Start of DOCUMENT SECTION

Skip to main content

Sasa.Strings - General String Extensions

This is the seventh post in my ongoing series covering the abstractions in Sasa. Previous posts:

The Sasa.Strings static class provides a number of useful extension methods on System.String, including slicing, simple tokenizing, conversions and formatting. It is available in the core Sasa.dll.

Sasa.Strings.Format

Sasa.Strings.Format are extension methods that wrap System.String.Format:

Console.WriteLine("i = {0}".Format(1234567));

string invariant = "{0:#,##0.00}".Format(CultureInfo.InvariantCulture,
                                         10000);
Console.WriteLine(invariant);

string de = "{0:#,##0.00}".Format(CultureInfo.GetCultureInfo("de-de"),
                                  10000);
Console.WriteLine(de);
// output:
// i = 1234567
// 10,000.00
// 10.000,00

Sasa.Strings.FromBase64

Sasa.Strings.FromBase64 is a convenient extension method for converting a Base64 encoded string into an ordinary Unicode string, with an optional encoding parameter used to interpret the data:

string encoded = "foo bar".ToBase64(); // utf-8
Console.WriteLine(encoded);
string decoded = encoded.FromBase64(encoded);
Console.WriteLine(decoded);
Console.WriteLine(decoded.ToBase64("utf-16"));
// output:
// Zm9vIGJhcg==
// foo bar
// ZgBvAG8AIABiAGEAcgA=

Sasa.Strings.HardWrapAt

Sasa.Strings.HardWrapAt is a set of extension methods that insert new lines directly at the index specified in a function parameter, without regard to words or other considerations, and returns an enumerable sequence of lines:

string text = "Lorem ipsum dolor sit amet, consectetur";
foreach (var line in text.HardWrapAt(8))

End of DOCUMENT SECTION

TO BE DONE ::
- A) In the text on Sasa.Strings, condense the paragraph beginning "The Sasa.Strings static class" into a short list that keeps its main facts.
- B) Reproduce the records from the line with "Question. Put a marker on each instance of the paved" up to and including the last line of the records, changing "Target" to "Object" and leaving everything else untouched.

Start of RECORD SET

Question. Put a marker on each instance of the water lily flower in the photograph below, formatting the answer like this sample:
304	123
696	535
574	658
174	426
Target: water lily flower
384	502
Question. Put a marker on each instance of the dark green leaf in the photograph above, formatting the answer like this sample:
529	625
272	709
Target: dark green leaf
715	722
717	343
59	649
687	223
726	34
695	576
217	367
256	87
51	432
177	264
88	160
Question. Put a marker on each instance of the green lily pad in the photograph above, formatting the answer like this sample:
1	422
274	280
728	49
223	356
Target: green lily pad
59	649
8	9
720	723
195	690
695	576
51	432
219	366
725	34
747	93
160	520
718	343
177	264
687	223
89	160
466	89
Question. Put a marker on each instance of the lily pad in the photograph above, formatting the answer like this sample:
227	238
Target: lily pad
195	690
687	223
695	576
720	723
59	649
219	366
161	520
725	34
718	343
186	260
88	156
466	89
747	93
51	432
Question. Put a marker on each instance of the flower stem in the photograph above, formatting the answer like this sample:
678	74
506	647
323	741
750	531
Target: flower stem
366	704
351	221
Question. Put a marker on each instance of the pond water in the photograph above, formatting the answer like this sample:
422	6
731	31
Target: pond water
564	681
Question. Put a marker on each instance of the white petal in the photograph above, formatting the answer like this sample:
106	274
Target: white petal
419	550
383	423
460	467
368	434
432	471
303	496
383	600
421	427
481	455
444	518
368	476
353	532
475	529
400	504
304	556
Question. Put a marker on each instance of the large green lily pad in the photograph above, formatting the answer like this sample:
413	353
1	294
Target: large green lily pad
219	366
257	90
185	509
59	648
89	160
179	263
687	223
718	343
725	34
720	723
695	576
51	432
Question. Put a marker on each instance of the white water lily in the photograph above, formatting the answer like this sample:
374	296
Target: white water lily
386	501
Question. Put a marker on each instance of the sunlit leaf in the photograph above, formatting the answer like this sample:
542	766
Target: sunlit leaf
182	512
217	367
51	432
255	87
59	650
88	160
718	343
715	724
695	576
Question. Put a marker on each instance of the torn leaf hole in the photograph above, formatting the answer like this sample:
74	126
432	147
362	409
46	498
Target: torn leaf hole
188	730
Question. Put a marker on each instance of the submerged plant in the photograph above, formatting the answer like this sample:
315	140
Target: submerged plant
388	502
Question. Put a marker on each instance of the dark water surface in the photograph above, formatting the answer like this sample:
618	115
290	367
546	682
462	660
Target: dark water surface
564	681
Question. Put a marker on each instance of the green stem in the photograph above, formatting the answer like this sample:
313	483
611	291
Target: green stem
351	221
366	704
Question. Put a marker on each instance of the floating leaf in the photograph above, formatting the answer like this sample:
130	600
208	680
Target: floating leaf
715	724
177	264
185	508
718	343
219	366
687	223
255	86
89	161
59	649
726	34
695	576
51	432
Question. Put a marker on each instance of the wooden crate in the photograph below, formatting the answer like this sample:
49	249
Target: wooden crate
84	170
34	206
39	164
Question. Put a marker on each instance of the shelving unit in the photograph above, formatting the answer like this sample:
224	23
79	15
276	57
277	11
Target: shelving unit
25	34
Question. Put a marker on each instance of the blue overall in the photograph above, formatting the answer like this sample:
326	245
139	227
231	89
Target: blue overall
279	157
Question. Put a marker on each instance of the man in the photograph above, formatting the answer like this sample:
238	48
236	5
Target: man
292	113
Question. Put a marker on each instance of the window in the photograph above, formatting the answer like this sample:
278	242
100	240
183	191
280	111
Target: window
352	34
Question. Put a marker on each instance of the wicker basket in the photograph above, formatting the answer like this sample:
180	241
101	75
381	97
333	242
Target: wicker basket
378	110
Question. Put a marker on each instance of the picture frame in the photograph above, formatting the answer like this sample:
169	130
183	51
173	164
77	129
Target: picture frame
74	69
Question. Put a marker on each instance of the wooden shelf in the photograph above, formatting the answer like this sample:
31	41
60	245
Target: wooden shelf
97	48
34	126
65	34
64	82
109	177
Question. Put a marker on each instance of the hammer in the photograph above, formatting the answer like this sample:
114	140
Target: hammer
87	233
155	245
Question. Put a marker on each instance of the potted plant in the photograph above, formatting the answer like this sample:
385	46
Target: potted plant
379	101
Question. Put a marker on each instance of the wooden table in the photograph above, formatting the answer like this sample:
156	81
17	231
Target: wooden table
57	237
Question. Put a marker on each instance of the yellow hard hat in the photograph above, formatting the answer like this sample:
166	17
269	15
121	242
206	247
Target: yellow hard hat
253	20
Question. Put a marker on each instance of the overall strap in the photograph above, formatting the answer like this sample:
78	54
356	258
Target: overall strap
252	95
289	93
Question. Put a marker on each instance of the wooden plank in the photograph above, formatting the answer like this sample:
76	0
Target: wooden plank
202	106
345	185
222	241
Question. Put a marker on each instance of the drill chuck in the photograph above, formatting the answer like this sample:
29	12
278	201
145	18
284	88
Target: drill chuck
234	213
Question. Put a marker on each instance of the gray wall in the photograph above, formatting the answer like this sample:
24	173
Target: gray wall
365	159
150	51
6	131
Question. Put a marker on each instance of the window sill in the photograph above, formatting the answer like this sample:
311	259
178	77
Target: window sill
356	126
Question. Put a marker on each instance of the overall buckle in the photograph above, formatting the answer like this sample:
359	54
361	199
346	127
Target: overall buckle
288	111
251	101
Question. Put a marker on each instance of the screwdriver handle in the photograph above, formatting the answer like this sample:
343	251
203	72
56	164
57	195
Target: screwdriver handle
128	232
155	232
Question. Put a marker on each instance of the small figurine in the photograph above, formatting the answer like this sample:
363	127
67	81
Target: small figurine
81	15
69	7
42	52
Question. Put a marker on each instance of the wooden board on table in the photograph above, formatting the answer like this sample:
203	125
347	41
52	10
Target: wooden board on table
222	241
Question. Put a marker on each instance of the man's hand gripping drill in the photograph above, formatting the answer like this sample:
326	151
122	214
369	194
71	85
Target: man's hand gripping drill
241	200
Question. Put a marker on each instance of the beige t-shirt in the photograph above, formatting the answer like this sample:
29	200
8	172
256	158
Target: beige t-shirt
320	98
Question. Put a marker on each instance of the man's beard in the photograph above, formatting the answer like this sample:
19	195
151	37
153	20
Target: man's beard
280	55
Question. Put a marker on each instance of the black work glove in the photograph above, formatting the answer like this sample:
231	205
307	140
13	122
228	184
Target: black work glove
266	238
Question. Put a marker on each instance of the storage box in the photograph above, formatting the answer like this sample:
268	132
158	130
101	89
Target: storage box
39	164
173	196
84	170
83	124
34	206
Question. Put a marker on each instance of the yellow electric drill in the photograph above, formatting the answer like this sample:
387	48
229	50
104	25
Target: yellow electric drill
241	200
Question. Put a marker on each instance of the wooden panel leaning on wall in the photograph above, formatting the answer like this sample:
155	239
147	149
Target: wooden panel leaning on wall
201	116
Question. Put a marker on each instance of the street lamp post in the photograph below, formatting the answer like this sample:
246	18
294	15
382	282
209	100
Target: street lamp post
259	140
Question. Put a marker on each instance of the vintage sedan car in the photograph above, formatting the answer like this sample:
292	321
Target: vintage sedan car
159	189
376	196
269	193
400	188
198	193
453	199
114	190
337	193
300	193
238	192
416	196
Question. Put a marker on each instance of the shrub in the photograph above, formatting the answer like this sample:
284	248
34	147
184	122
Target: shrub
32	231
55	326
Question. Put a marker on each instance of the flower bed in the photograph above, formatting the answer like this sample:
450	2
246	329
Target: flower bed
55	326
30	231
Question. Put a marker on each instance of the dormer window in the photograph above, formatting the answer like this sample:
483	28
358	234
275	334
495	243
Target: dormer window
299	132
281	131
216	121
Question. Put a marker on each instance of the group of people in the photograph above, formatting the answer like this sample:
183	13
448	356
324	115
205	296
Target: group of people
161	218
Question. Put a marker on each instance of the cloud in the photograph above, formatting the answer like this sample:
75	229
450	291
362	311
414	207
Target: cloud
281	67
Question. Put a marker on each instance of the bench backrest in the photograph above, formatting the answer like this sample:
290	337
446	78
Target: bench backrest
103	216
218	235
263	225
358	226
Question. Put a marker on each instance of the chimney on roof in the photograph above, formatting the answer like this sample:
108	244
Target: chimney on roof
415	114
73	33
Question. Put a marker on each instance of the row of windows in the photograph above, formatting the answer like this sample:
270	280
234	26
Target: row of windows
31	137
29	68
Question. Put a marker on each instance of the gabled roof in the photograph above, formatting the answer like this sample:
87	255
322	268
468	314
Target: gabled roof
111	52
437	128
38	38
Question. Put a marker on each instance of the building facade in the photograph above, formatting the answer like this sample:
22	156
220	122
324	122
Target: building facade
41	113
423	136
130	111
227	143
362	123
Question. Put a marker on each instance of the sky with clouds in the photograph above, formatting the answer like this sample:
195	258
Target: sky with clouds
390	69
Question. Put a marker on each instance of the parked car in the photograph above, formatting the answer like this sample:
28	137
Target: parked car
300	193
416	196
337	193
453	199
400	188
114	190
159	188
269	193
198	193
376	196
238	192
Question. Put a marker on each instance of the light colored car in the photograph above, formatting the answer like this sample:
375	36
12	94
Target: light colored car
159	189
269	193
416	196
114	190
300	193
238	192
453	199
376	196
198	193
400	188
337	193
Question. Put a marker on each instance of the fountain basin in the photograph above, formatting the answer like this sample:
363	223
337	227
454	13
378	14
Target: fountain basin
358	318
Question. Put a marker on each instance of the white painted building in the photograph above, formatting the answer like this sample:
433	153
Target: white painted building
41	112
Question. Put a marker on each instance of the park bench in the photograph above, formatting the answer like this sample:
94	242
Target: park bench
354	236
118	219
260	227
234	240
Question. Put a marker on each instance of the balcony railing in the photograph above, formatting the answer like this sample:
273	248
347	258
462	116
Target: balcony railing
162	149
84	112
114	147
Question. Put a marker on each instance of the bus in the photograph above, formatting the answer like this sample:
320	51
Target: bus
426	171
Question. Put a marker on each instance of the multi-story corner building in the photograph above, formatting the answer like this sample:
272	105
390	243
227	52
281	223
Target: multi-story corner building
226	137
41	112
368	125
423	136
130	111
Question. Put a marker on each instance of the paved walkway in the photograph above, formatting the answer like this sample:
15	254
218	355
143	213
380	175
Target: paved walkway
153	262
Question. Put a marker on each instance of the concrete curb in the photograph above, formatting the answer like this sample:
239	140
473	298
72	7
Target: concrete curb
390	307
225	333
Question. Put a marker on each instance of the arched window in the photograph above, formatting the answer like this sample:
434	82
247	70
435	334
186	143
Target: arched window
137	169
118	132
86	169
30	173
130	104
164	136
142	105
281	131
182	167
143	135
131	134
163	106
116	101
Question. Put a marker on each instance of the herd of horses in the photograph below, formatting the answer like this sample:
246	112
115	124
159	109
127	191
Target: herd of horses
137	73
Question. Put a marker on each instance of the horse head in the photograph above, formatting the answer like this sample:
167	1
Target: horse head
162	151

End of RECORD SET

ANSWER SET ::
- A)
- Sasa.Strings is a static class.
- It provides extension methods on System.String for slicing, simple tokenizing, conversions and formatting.
- It is available in the core Sasa.dll.

- B)
Question. Put a marker on each instance of the paved walkway in the photograph above, formatting the answer like this sample:
15	254
218	355
143	213
380	175
Object: paved walkway
153	262
Question. Put a marker on each instance of the concrete curb in the photograph above, formatting the answer like this sample:
239	140
473	298
72	7
Object: concrete curb
390	307
225	333
Question. Put a marker on each instance of the arched window in the photograph above, formatting the answer like this sample:
434	82
247	70
435	334
186	143
Object: arched window
137	169
118	132
86	169
30	173
130	104
164	136
142	105
281	131
182	167
143	135
131	134
163	106
116	101
Question. Put a marker on each instance of the herd of horses in the photograph below, formatting the answer like this sample:
246	112
115	124
159	109
127	191
Object: herd of horses
137	73
Question. Put a marker on each instance of the horse head in the photograph above, formatting the answer like this sample:
167	1
Object: horse head
162	151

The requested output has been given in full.